Segment Start: DATA TO EXAMINE

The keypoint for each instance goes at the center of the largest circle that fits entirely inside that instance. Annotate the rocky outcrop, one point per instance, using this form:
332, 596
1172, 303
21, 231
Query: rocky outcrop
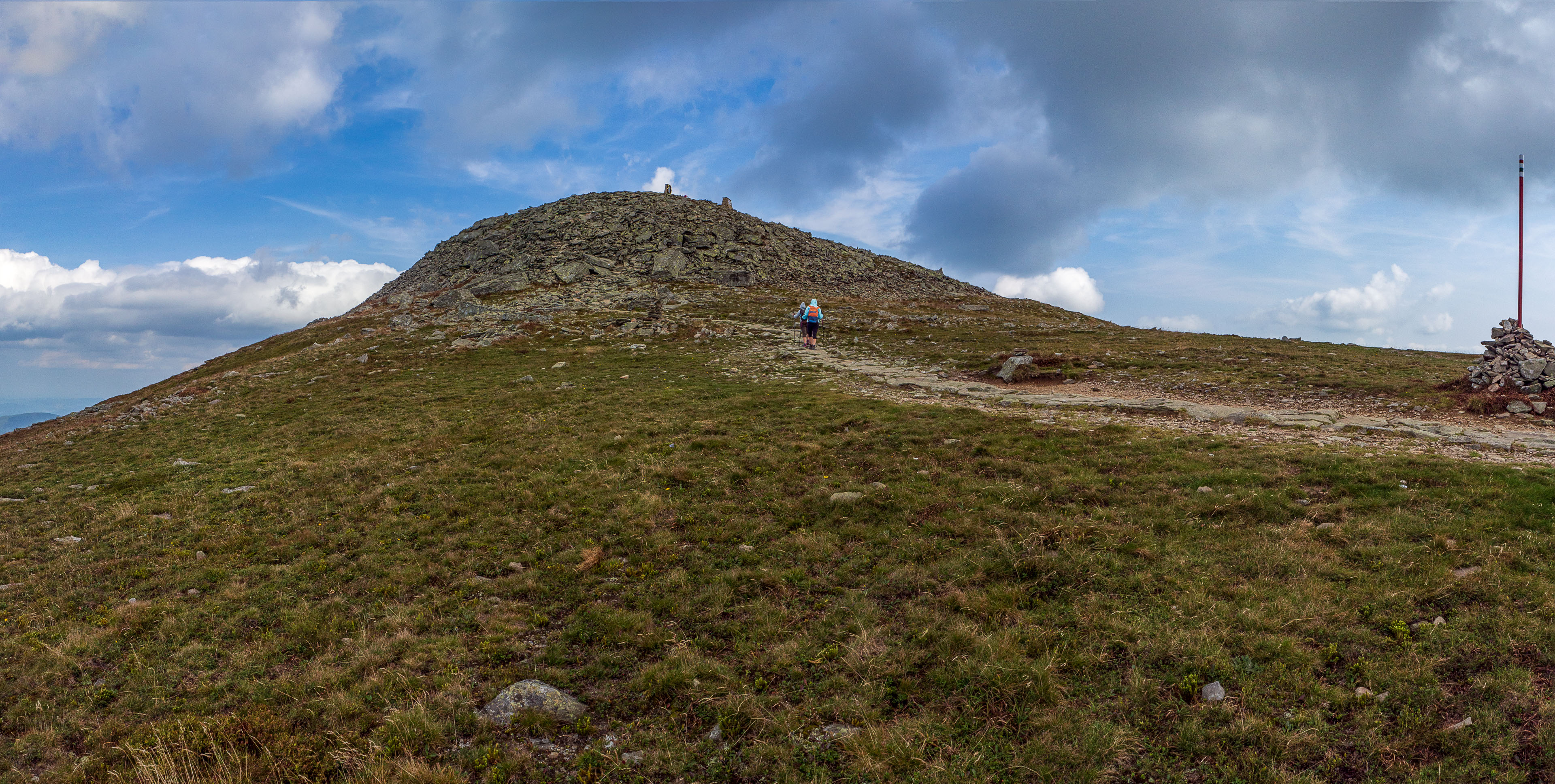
1514, 361
622, 240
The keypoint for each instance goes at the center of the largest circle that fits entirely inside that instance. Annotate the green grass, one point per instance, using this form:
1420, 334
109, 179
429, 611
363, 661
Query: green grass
1041, 606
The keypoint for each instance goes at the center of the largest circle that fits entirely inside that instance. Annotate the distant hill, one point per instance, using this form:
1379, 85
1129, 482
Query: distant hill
616, 242
568, 503
11, 422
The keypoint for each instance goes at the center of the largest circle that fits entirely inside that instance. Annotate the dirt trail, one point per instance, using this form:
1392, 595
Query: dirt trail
909, 382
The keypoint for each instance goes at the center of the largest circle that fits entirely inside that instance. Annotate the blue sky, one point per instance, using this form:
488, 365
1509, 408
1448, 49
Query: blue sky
189, 178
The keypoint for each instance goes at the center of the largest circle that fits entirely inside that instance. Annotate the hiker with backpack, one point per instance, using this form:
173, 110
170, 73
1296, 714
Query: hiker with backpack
809, 323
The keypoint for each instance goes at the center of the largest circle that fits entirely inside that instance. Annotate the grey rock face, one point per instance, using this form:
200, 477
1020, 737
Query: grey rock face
450, 299
498, 285
533, 696
669, 263
1008, 369
570, 273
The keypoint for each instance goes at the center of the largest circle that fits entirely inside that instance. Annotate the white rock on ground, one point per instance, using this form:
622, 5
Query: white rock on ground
533, 696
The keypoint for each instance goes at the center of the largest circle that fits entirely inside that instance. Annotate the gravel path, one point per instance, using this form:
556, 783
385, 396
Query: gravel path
1322, 427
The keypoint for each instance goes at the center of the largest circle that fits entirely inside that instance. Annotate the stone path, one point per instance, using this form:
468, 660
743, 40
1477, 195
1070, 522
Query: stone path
1331, 421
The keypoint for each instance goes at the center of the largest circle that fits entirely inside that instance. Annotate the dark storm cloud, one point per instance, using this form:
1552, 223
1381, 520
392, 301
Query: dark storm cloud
1198, 100
873, 79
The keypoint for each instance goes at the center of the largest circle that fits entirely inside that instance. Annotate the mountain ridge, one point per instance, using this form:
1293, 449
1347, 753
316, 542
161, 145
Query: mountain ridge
624, 240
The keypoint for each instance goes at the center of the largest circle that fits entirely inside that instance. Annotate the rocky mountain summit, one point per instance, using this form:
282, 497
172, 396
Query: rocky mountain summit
624, 246
1514, 361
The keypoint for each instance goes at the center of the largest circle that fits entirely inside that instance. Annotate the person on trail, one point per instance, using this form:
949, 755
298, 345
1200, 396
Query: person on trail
811, 323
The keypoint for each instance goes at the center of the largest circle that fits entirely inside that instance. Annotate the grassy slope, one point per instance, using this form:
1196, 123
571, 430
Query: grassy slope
1042, 604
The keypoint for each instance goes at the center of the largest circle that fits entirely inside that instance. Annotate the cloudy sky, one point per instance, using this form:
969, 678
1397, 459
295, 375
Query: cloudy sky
189, 178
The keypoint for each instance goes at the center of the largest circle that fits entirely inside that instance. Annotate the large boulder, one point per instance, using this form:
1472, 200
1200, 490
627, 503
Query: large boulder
533, 696
1008, 369
669, 263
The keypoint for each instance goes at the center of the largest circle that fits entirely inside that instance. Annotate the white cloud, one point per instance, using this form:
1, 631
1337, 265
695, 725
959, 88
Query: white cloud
407, 238
1351, 308
41, 40
1178, 323
661, 178
92, 317
1436, 324
1066, 287
168, 83
873, 214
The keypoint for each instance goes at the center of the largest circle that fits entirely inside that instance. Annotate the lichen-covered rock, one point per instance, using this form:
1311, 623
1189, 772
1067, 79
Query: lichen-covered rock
1008, 371
533, 696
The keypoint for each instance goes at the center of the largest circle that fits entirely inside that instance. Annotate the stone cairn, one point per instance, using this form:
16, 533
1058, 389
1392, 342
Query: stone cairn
1514, 361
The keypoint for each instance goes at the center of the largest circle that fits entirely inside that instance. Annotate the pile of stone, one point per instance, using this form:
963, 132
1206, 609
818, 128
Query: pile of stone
1514, 361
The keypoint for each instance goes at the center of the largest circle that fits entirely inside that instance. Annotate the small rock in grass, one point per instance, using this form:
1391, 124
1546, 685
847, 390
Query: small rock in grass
533, 696
834, 732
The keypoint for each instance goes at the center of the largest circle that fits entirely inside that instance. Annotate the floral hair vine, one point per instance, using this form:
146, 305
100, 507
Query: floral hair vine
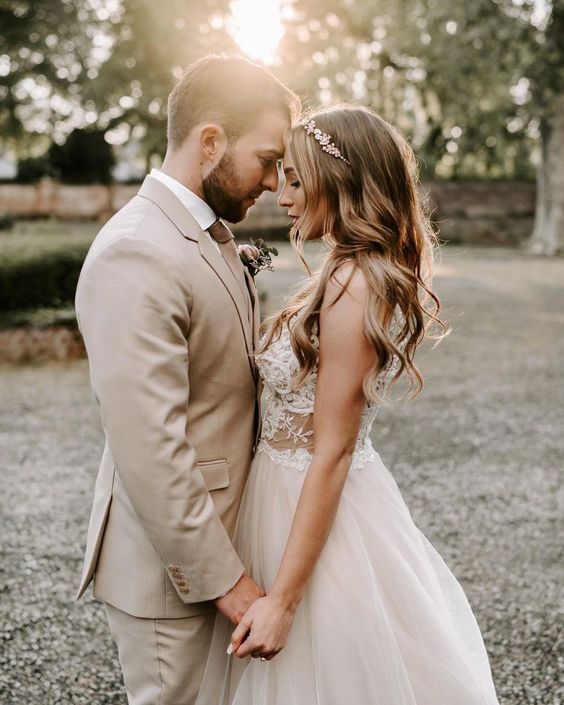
323, 138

Segment End: DATA TO EXAMINE

Without the pictures, reproduce every record exactly as it appears above.

RESULT OF THE EXERCISE —
The keypoint for each instance goes at the center of the largest circle that fits entirely inside that instance. Annotate the rocky outcrop, one point per instance, using this form:
332, 596
1172, 303
21, 231
Query: rocky outcrop
1514, 361
622, 240
The keypoint for each instance goes at the center of the largest circle that fits entirely inside that instance. Annotate the green grass, one point per instance, using this form:
1420, 334
109, 179
429, 611
363, 661
Query: green grass
1041, 606
The keypoint for each instance goes at the center of the largest circle that fits entirely inside that instance. Annotate the distant hill, one point per instance, using this form:
1379, 85
1129, 482
Query: distant hill
616, 242
568, 503
11, 422
The keypoint for each instance goes at the center of the largest circle that fits entirely inside that instance. Annotate the dirt trail, one point per instance, using this form:
1392, 595
Query: dirt trail
909, 382
The keypoint for each instance goes at the center of the largest circle that fits entirely inside that instance. Annotate the blue sky, one point per instance, using this form:
488, 365
1509, 408
1448, 49
Query: blue sky
189, 178
The keypoint for each instance goes at the center of the largest circle that fits entirely inside that instance. Annotate the hiker with backpack, one point per instance, using this form:
173, 110
170, 73
1296, 714
Query: hiker with backpack
809, 323
The keypoint for each instance goes at the center of the largest circle that fits entirely inside that instance. Annotate the grey rock face, one point per instance, using this form:
200, 477
1020, 737
Query: grey rock face
450, 299
498, 285
533, 696
669, 263
1008, 369
570, 273
The keypoint for each instance goes at the center of the largest circle that fits entirely inside that instance. Annotate the white rock on ground, one point per instance, using this form:
622, 5
Query: white rock on ground
533, 696
The keypoint for each instance goes at the center of the largest circle that fits entirely inside that instance. Annotate the gravel path, one point per instance, using this form:
556, 783
385, 396
Query: gravel path
1322, 427
The keypoint for each instance goes at the center of the largest circle that fits entirely inside that instance. Annotate the stone path, one point per instance, using this form:
468, 660
743, 40
1477, 195
1070, 522
Query: stone path
1331, 421
The keypoint for each instance goes at the center of the largest circle that fits entirely inside that instance. Annotate the dark storm cloud, one point per instance, using this form:
1552, 223
1381, 520
392, 301
Query: dark storm cloud
1198, 100
873, 79
The keypoint for each instance goes at the center of the largest circle that fits entirely inside that instance. Annotate the mountain ridge, one point per instance, using this form:
1293, 449
1347, 753
316, 542
161, 145
Query: mountain ridge
624, 240
The keypoint for each instance goes at the center of the largest circle that fits entirely inside that instance. Annotate the rocky mountain summit, one point per instance, using this form:
282, 497
172, 396
Query: rocky mountain summit
624, 246
1514, 361
The keypoint for each instance goes at the center of the largest circle that fits entirely inside that instance. Annotate the person on trail, one point per instance, using this form:
949, 755
298, 345
1200, 396
Query: person on trail
811, 323
The keypoint for each instance goes at the center of the largest circle that fits entirely inside that instance. Annotate the grassy slope, one point per instance, using this form:
1196, 123
571, 430
Query: grassy slope
1042, 604
The keypoint for each instance goes at the center of the largest circle that fits entirely inside that instance. Annotate the cloudy sky, one point per instance, using this form:
969, 678
1397, 459
295, 375
Query: cloudy sky
189, 178
The keypoint for each instance goes at the center of the largest circle that fits entirely inside that instance. Annotate the large boulder, one point per instance, using this form:
1472, 200
1200, 490
627, 503
Query: large boulder
533, 696
1008, 369
669, 263
The keypoint for each instance goes at the center of the largest circle that fits entirely inside that instance. Annotate the white cloud, one point per instance, using this form:
1, 631
1337, 265
695, 725
959, 88
Query: white cloud
407, 238
1351, 308
41, 40
1178, 323
661, 178
92, 317
1436, 324
1066, 287
168, 83
873, 214
The keypoint for each instance goes at the center of the largest circle that fits entirely inside that instance. Annotate the lichen-covered rock, one point per instance, using this form:
1311, 623
1189, 772
1067, 79
Query: lichen-covered rock
1008, 371
533, 696
The keypoint for each instance goes at the center of the largest circle that fits entirely inside that instance. Annotate the stone cairn, one point per instance, using this form:
16, 533
1058, 389
1392, 342
Query: stone cairn
1514, 361
The keypoint for each instance goes at the center of the largest circle that fits entirely inside that instance. Annotate the pile of stone, one point per instance, using this form:
963, 132
1206, 609
818, 128
Query: pile of stone
1514, 361
The keypoint for each instance goes at the center of the largest circle that fits entirely inside that instance. Annotate the small rock in grass, one point per instance, using this form:
1391, 124
1546, 685
847, 390
Query: small rock in grass
533, 696
834, 732
The keypoint for each instance goes at the center of the largest circle that fits entirely inside that instance. Annotate the floral hair vine, one point per instance, using this form:
146, 305
100, 507
Query: floral hair vine
323, 138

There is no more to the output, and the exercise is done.